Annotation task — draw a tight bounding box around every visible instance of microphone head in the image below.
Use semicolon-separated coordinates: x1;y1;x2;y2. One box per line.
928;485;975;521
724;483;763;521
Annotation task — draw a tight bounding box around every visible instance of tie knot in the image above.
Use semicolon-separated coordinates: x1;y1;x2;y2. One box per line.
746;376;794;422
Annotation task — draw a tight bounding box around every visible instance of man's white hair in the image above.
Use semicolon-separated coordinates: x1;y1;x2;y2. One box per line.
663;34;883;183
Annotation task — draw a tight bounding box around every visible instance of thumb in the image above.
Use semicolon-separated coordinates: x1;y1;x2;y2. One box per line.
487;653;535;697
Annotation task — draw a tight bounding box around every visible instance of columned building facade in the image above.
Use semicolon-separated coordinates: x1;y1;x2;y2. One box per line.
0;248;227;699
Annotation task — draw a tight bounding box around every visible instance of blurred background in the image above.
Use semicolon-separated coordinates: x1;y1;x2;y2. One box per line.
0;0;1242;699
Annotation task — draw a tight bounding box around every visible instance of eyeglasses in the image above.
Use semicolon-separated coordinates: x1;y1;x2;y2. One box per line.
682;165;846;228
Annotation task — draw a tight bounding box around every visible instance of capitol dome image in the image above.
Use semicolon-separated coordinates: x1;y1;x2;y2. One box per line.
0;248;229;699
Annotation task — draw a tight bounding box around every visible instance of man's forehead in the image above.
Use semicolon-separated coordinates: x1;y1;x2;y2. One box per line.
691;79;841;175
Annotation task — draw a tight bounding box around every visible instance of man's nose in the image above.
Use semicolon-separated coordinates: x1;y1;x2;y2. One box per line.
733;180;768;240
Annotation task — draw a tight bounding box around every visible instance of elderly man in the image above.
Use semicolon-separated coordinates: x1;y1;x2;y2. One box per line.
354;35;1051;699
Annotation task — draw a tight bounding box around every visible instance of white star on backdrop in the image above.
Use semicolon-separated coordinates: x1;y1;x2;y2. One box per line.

* _WHAT IS BEING ASKED_
Copy every row above exactly, keeping each line unchanged and in its original order.

* _WORKED SOLUTION_
Annotation task — draw a tight bounding box around every visible instance of microphone head in the image below.
Use semicolon-separated coordinates: x1;y1;x2;y2. One box per line.
928;485;975;521
724;483;763;521
Annotation task — draw a tight bounding box around every visible instance of tie knot in the image above.
Use semicolon-separated coordinates: x1;y1;x2;y2. One box per line.
746;376;794;422
Annotation task — draw a tight bounding box around every visible instance of man's white hair in the image above.
Use semicolon-separated coordinates: x1;y1;x2;y2. One box per line.
663;34;883;183
Annotation task — draw a tight bounding box around every visible instance of thumb in the image above.
Use semicolon-separated coordinates: x1;y1;x2;y2. One box per line.
487;653;535;697
Annotation task — draw a tight bounding box around every visible instance of columned building facade in the image above.
Use semicolon-separated coordinates: x1;y1;x2;y2. One box per line.
0;248;227;699
Annotation task — draw a tight bounding box around every visible instance of blurred background in the image above.
Use semicolon-separated coordinates: x1;y1;x2;y2. One box per line.
0;0;1242;699
Annotation task — draw a tight bounding box around every visible instance of eyeglasses in the image above.
Use semicolon-separated coordinates: x1;y1;x2;y2. One box per line.
682;165;846;228
Annotation task — draw a tight bounding box around every visible instance of capitol dome image in the image above.
Use semicolon-separated coordinates: x1;y1;x2;y2. One box per line.
0;248;229;699
Annotation task — draw a tight bounding box around every visible instance of man's forehead in the image above.
Use semicolon-separated coordinates: x1;y1;x2;y2. One box per line.
691;79;841;175
Annotation task — draw a tight bounding box around every visible instance of man's nose in the image above.
Use semicolon-separated coordinates: x1;y1;x2;y2. One box per line.
733;180;768;240
Annotation task — draw a tight bounding box around every visible instance of elderly man in the image above.
Use semicolon-separated coordinates: x1;y1;x2;y2. One box per line.
354;35;1051;699
Annotation task — draw a tight bounding box around every visible instance of white star on backdrop in the image above.
Use semicolon-separated coordinates: x1;y1;x2;y2. One box per line.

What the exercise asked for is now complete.